● **EXERCISE GOAL**:
An exact reproduction of all the entries below is required.

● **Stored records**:
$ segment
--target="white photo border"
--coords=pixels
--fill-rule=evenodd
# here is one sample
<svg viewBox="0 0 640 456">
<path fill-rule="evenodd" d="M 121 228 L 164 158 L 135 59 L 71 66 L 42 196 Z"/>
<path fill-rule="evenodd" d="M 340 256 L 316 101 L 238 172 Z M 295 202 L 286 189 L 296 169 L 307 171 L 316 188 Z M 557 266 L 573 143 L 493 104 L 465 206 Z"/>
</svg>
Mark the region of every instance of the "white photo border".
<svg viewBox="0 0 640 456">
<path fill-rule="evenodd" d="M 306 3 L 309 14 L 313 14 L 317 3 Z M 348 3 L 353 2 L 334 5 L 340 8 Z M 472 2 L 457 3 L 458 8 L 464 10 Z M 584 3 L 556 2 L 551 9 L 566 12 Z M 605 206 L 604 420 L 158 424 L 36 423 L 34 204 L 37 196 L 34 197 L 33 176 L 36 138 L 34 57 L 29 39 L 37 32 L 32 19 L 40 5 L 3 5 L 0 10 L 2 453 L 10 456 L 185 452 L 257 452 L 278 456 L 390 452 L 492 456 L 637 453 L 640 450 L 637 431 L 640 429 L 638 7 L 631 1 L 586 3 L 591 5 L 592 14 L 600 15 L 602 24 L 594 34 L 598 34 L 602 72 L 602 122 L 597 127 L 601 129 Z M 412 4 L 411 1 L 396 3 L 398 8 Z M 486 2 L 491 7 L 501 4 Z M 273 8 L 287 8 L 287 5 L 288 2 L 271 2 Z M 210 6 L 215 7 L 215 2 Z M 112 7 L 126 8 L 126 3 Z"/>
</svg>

● **TASK ANSWER**:
$ segment
--target="white photo border"
--coords=pixels
--fill-rule=evenodd
# here is one sample
<svg viewBox="0 0 640 456">
<path fill-rule="evenodd" d="M 121 228 L 164 158 L 135 59 L 71 66 L 42 196 Z"/>
<path fill-rule="evenodd" d="M 340 256 L 316 101 L 238 172 Z M 295 202 L 286 189 L 296 169 L 307 171 L 316 188 Z M 557 266 L 573 143 L 493 104 L 465 206 Z"/>
</svg>
Mark the region of every instance of the "white photo border".
<svg viewBox="0 0 640 456">
<path fill-rule="evenodd" d="M 306 3 L 309 14 L 313 14 L 317 3 Z M 348 3 L 353 2 L 334 5 L 340 8 Z M 472 2 L 457 3 L 458 8 L 464 10 Z M 584 3 L 556 2 L 551 9 L 566 12 Z M 605 206 L 604 420 L 158 424 L 36 423 L 34 204 L 37 196 L 34 197 L 33 176 L 36 138 L 34 57 L 29 39 L 37 32 L 32 19 L 40 5 L 3 5 L 0 10 L 2 453 L 10 456 L 185 452 L 257 452 L 278 456 L 390 452 L 492 456 L 637 453 L 640 450 L 637 431 L 640 429 L 638 7 L 631 1 L 586 3 L 591 5 L 592 14 L 600 15 L 602 24 L 594 34 L 598 34 L 602 72 L 602 122 L 597 127 L 601 129 Z M 412 4 L 411 1 L 396 3 L 398 8 Z M 486 2 L 491 7 L 501 4 Z M 273 8 L 287 8 L 287 5 L 288 2 L 271 2 Z M 210 6 L 215 7 L 215 2 Z M 112 7 L 126 8 L 126 3 Z"/>
</svg>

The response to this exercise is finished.